> _EXERCISE PROMPT_: Where the string "output" appears in a line of the data, show that line.

+++++

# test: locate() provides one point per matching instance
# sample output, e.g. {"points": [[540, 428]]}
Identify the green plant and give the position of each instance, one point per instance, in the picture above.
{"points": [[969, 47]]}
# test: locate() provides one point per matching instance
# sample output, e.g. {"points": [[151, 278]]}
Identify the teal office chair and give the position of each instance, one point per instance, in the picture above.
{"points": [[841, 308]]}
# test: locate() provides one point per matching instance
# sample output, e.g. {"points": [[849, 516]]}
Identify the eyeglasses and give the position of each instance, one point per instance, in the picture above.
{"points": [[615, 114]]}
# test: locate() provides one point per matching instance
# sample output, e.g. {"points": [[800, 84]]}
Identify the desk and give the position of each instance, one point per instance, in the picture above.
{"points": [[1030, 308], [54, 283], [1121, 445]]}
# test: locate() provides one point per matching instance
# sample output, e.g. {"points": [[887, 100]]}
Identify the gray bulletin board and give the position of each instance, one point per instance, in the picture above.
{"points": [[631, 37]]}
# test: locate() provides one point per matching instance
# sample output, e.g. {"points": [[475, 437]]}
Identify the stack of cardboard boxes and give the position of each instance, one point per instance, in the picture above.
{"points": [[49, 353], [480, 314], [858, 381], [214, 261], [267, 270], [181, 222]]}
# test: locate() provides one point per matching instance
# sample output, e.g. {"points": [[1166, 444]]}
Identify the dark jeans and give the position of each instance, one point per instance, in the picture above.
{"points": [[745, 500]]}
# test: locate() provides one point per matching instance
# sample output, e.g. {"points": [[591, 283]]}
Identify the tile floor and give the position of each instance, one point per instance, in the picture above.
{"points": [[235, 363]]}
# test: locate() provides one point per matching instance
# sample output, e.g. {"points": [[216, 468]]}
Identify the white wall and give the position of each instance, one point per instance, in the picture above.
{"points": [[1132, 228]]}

+++++

> _COMPLETED EXERCISE_:
# sample output, e.g. {"points": [[540, 428]]}
# sample output, e.g. {"points": [[151, 278]]}
# sample output, e.g. {"points": [[849, 516]]}
# sample output, e.g. {"points": [[800, 84]]}
# sample output, e.g. {"points": [[887, 100]]}
# sample output, e.g. {"points": [[475, 437]]}
# sample output, e.g. {"points": [[1166, 444]]}
# sample output, e.g. {"points": [[591, 283]]}
# sample output, e.g. {"points": [[216, 468]]}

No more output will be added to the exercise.